[Saved entries]
_____
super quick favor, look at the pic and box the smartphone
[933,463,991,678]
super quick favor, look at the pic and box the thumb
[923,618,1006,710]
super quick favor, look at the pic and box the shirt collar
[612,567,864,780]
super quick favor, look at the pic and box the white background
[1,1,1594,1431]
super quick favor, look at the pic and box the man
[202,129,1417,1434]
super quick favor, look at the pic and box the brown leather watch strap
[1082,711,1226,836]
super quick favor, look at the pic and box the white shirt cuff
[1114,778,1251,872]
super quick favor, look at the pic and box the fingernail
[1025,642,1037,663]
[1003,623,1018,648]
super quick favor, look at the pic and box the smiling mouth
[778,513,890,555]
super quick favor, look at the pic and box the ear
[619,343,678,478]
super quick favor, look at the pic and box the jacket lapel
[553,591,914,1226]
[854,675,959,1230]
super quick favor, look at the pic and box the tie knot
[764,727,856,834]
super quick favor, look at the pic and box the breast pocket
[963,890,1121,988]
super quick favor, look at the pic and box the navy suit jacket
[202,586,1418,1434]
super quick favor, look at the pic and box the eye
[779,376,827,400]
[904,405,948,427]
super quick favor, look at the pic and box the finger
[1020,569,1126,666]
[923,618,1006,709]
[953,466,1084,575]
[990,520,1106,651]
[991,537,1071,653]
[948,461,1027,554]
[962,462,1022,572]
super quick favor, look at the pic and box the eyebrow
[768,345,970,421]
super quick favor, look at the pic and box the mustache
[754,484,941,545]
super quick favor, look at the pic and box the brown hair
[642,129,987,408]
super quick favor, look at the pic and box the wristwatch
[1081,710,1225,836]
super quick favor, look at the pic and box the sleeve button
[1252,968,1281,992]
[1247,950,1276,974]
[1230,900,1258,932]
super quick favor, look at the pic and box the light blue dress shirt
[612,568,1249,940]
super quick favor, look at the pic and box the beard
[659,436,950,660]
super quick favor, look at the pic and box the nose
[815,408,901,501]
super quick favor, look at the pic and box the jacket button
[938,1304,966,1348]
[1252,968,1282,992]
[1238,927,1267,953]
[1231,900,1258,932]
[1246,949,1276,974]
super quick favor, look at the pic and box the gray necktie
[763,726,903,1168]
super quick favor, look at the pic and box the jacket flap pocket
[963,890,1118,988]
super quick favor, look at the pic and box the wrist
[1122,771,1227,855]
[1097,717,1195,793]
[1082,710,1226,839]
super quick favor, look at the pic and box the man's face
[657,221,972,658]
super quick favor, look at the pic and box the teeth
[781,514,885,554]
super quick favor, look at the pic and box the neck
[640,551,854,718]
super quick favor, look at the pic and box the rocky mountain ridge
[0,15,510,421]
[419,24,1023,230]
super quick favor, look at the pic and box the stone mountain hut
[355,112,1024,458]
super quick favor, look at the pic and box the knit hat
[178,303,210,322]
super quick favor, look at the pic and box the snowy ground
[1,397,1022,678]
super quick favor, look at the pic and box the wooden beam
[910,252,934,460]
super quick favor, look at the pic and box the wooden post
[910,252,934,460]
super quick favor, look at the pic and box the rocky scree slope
_____
:: What you will do ::
All of the entries above need to be printed again exactly.

:: Response to this task ::
super quick favor, look at the pic and box the smartphone
[933,463,991,678]
super quick favor, look at the pic and box the thumb
[923,618,1006,710]
super quick favor, look at the pic and box the shirt collar
[612,567,864,780]
super quick favor, look at the pic and box the white background
[1,1,1594,1431]
super quick favor, look at the pic and box the man
[202,129,1417,1434]
super quick favor, look at the pic and box the brown leather watch strap
[1082,711,1226,836]
super quick favor, look at the pic and box the white shirt cuff
[1114,778,1251,872]
super quick favor, look at the pic and box the fingernail
[1025,642,1037,663]
[1003,623,1018,648]
super quick favor, look at the pic and box the smiling mouth
[778,513,890,555]
super quick favor, look at the pic and box the ear
[619,343,678,478]
super quick favor, look at the pic and box the jacket lapel
[553,591,914,1226]
[854,675,959,1230]
super quick favor, look at the pic and box the tie knot
[764,727,856,834]
super quick favor, look at the pic and box the breast pocket
[963,890,1121,988]
super quick favor, look at the pic and box the navy suit jacket
[202,586,1418,1434]
super quick favor, look at the pic and box the eye
[779,376,827,400]
[904,405,948,427]
super quick favor, look at the pic and box the finger
[1020,569,1126,666]
[923,618,1006,709]
[953,466,1084,575]
[990,520,1106,651]
[991,537,1071,653]
[948,461,1027,554]
[962,462,1022,572]
super quick favor, look at the pic and box the eyebrow
[768,345,970,421]
super quick favor, look at the pic and box the mustache
[754,484,941,545]
super quick favor, look at the pic and box the brown hair
[642,129,987,408]
super quick favor, look at the pic and box the wristwatch
[1081,710,1225,836]
super quick favor, look at the pic and box the sleeve button
[1252,968,1281,992]
[1247,950,1276,974]
[1230,900,1258,932]
super quick favor, look at the pic and box the light blue dress shirt
[612,568,1249,940]
super quick favor, look at the pic and box the beard
[659,436,950,660]
super quick favor, look at the pic and box the nose
[815,408,901,501]
super quick favor, look at the pic and box the jacket button
[938,1304,966,1348]
[1252,968,1282,992]
[1238,927,1267,953]
[1231,900,1258,932]
[1246,949,1276,974]
super quick favor, look at the pic and box the gray necktie
[763,726,903,1168]
super quick favor, look at the pic and box the jacket flap pocket
[963,890,1118,988]
super quick favor, look at the pic and box the wrist
[1122,771,1227,855]
[1097,717,1195,793]
[1082,710,1226,839]
super quick favor, look at the pic and box the man's face
[657,221,972,658]
super quick favor, look at the pic and box the teeth
[781,514,885,554]
super quick favor, look at the pic and box the neck
[640,551,854,718]
super quick favor, look at the pic and box the rocky mountain ridge
[0,15,510,421]
[419,24,1023,230]
super quick favor, look at the pic and box the stone mountain hut
[355,112,1024,458]
super quick favor, look at the pic and box the knit hat
[178,303,210,322]
super quick favor, look at the pic and box the snowy ground
[1,397,1022,678]
super quick favor, look at the pic and box the wooden beam
[910,252,934,460]
super quick favor, look at the pic and box the wooden post
[910,252,934,460]
super quick favor, look at the pic and box the rocky scree slope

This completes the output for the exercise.